[Rows from a pointing dataset]
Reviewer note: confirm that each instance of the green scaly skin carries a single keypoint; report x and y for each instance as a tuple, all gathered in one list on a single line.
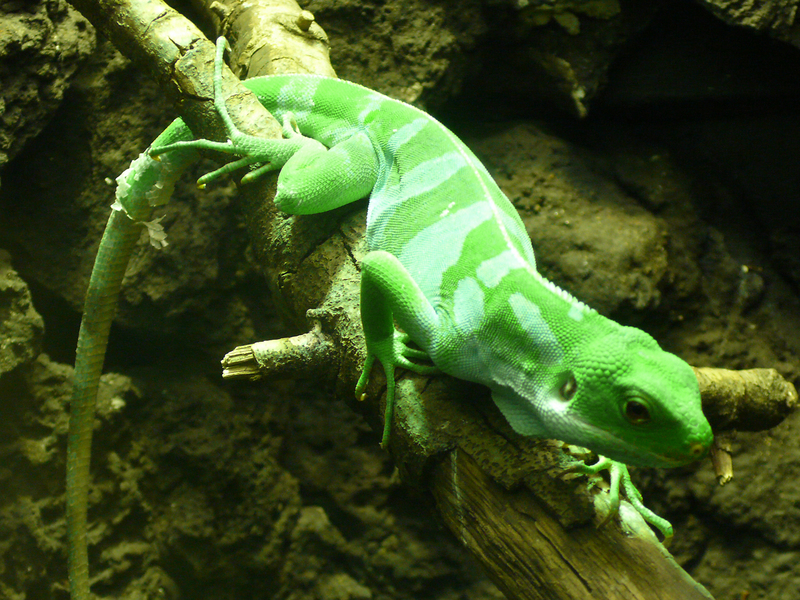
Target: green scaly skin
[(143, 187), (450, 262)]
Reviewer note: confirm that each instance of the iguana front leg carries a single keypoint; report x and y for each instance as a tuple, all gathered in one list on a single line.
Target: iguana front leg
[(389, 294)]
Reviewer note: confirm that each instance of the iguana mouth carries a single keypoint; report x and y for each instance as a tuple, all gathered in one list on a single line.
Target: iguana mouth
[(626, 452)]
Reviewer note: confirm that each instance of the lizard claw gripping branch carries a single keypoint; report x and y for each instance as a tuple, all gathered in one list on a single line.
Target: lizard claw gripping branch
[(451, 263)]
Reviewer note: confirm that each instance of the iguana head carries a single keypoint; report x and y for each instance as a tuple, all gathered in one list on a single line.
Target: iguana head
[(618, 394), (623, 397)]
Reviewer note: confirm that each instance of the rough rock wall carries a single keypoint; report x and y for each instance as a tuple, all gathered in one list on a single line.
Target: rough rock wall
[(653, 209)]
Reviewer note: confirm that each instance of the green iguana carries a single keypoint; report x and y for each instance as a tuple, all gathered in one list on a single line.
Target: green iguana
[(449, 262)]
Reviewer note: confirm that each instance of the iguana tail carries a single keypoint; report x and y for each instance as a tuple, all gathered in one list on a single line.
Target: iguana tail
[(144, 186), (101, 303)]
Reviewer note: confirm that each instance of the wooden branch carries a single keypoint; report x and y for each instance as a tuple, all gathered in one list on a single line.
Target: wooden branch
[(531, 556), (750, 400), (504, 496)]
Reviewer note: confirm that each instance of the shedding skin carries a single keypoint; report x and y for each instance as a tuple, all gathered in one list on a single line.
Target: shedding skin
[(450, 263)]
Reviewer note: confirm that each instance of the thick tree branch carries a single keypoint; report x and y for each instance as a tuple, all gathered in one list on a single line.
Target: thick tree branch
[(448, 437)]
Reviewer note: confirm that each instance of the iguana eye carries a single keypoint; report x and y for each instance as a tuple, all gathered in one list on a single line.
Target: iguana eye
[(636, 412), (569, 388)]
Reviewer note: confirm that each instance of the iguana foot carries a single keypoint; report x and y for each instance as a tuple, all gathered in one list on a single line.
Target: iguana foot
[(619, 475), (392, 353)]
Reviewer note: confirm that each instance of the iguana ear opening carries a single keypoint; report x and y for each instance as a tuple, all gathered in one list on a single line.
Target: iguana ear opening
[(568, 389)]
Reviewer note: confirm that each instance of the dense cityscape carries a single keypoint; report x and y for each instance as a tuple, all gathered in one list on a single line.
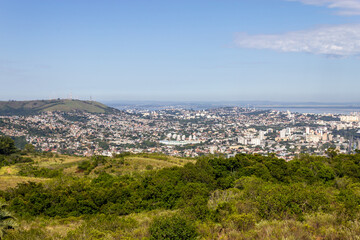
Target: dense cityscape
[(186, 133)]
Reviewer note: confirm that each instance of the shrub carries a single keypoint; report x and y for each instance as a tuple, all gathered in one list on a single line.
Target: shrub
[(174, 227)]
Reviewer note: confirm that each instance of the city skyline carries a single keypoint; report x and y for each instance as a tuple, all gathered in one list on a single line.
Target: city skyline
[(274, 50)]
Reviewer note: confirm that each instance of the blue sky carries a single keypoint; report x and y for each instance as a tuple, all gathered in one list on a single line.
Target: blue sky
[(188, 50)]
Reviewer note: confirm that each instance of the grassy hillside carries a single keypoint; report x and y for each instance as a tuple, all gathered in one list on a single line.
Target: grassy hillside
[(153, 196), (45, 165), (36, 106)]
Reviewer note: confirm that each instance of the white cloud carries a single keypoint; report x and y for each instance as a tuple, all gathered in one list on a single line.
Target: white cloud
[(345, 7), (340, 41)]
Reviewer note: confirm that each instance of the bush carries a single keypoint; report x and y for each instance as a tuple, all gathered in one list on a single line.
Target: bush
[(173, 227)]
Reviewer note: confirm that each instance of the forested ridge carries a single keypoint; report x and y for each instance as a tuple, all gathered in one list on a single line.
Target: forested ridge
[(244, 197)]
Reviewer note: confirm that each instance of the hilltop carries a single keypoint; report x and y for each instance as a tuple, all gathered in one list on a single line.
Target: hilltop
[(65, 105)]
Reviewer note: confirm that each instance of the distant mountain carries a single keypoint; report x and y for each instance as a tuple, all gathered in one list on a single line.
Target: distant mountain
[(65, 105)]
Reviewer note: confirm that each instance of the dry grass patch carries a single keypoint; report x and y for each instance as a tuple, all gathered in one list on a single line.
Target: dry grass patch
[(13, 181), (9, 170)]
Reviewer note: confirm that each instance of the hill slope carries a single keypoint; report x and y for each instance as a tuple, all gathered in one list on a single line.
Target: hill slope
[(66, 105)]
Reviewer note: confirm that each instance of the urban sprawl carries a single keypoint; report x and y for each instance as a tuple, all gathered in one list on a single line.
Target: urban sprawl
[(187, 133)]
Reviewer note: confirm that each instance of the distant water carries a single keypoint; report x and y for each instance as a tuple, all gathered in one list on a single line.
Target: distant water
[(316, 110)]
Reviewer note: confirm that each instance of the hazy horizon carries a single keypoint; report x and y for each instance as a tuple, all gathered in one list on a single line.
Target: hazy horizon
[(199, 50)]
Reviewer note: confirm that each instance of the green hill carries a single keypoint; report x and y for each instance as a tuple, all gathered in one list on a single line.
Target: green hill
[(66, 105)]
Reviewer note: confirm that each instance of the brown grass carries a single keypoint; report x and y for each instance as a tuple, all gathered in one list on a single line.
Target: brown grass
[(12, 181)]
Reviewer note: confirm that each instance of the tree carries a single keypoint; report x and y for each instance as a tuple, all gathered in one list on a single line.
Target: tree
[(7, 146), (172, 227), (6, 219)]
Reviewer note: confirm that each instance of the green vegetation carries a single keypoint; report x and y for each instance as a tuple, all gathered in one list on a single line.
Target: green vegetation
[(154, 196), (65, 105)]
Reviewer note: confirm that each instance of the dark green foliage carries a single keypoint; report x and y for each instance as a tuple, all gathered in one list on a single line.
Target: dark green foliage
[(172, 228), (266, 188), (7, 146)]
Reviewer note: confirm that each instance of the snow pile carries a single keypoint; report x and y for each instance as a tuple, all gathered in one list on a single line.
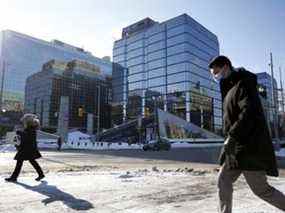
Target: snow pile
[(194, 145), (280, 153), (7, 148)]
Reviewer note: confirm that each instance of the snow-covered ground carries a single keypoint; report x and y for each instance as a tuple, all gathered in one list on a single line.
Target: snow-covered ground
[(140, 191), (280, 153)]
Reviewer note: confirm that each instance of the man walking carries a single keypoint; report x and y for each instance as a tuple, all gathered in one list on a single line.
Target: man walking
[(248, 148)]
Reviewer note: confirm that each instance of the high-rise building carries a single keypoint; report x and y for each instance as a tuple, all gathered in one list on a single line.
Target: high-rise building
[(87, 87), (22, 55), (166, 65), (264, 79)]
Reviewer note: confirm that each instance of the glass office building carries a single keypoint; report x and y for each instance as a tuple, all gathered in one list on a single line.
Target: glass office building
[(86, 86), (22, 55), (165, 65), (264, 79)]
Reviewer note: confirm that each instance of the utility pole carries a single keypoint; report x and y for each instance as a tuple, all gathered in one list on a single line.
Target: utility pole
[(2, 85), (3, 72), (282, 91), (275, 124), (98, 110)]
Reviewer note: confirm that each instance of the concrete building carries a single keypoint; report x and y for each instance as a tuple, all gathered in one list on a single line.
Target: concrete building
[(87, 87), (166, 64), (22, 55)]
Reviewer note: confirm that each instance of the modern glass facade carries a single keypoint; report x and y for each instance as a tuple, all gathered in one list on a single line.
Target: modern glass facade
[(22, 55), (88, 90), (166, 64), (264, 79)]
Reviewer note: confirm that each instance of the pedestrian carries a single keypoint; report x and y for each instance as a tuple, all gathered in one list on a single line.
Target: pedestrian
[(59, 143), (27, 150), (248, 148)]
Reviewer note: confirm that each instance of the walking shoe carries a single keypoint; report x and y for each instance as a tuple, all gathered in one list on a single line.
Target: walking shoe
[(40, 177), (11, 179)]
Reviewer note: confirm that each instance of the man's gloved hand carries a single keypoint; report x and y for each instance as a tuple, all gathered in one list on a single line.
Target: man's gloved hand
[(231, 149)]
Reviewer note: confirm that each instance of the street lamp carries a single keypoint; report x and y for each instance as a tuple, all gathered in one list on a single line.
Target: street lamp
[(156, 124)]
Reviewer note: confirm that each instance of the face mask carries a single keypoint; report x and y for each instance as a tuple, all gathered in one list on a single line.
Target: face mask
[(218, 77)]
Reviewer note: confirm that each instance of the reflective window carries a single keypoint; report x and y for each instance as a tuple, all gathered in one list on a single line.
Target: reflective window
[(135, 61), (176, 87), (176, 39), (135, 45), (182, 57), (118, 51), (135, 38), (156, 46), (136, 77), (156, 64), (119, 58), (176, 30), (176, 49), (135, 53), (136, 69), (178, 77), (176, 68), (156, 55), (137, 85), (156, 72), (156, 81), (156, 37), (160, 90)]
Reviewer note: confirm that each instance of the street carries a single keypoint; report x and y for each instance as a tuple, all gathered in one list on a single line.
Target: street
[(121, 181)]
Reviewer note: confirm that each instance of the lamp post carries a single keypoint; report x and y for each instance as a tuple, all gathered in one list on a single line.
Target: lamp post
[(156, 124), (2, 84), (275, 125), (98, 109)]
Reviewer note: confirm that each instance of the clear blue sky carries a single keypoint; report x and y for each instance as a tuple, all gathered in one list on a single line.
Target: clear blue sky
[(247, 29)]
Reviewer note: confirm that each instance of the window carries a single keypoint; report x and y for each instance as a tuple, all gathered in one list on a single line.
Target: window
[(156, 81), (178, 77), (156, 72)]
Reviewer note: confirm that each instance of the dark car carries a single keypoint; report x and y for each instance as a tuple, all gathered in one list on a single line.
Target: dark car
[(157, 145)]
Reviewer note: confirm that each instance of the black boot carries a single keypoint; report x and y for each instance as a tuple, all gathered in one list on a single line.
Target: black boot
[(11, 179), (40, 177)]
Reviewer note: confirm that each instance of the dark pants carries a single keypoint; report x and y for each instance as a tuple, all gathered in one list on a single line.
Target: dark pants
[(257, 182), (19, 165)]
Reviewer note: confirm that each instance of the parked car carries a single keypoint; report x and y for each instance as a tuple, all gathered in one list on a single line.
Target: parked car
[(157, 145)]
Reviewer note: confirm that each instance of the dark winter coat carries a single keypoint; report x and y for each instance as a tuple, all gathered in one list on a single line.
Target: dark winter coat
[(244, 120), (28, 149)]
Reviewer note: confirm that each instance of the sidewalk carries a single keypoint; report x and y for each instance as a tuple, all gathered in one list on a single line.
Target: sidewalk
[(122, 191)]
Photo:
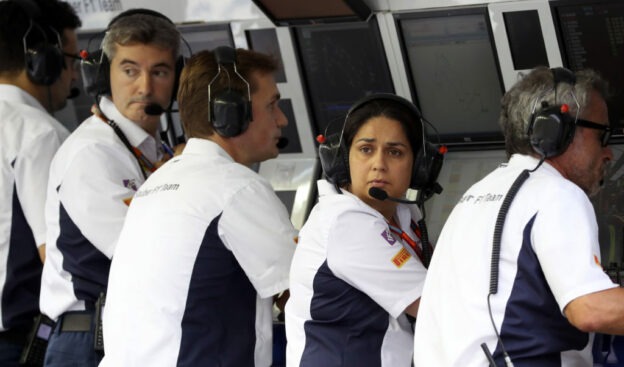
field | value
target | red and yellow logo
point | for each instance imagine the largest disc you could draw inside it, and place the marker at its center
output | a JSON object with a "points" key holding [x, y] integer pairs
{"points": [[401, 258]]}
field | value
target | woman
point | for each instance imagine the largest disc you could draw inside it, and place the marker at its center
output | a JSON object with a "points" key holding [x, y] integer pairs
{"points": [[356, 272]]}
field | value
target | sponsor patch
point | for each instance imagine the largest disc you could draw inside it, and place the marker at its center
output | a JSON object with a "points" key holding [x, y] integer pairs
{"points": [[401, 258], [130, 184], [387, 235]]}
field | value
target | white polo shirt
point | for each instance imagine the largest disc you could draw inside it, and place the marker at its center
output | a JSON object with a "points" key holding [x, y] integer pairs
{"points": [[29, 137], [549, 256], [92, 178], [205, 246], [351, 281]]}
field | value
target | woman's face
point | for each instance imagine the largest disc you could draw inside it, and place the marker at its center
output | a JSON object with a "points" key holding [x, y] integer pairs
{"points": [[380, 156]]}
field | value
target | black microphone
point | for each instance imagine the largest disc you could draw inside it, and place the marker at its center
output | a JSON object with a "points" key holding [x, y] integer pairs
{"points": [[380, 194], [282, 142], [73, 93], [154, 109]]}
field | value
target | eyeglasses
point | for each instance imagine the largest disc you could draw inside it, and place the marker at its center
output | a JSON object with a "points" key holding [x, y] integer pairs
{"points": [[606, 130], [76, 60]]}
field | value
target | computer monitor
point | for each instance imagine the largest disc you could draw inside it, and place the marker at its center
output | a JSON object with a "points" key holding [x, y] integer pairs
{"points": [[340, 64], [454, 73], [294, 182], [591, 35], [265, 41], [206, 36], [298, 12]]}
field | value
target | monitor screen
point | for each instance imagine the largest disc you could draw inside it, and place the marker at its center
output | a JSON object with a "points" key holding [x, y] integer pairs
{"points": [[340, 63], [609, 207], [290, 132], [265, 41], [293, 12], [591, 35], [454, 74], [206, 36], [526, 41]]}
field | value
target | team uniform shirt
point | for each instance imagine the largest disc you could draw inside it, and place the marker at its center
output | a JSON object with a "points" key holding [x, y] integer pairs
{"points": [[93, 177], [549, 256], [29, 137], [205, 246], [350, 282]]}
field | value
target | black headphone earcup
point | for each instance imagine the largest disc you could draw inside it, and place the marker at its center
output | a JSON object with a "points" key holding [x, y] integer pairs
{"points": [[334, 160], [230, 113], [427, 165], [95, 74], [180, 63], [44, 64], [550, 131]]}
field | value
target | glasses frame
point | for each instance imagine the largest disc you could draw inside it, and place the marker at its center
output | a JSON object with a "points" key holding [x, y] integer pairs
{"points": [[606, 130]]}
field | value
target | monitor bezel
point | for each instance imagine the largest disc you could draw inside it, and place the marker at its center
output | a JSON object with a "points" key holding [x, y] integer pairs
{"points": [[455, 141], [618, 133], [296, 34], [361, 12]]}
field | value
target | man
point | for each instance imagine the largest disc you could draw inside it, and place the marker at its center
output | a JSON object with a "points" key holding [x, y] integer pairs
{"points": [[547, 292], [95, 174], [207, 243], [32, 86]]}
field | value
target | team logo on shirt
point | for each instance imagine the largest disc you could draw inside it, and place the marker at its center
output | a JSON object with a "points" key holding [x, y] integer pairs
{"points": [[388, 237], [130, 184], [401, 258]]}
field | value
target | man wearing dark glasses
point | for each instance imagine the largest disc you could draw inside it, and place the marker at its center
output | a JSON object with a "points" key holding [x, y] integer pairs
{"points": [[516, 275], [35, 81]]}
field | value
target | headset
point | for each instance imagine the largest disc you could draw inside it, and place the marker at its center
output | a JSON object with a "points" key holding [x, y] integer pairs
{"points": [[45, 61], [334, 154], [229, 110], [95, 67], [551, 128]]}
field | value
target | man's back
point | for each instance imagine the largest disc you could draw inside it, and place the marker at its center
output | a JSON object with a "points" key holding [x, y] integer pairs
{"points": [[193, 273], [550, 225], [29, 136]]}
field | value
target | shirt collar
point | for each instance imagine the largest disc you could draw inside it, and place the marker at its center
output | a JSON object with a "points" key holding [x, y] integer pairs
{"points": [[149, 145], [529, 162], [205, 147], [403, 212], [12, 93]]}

Task prompt
Rewrite the items from the line with "Reviewer note: confirm that each instance of the shrub" up to and including the line with "[(174, 227)]", substituting "bush" for "shrub" and leaving everything else as it is.

Finished answer
Reviewer note: confirm that each instance of the bush carries a single keypoint; report x and y for each instance as a tuple, all gathered in one list on a single line.
Target: bush
[(174, 227)]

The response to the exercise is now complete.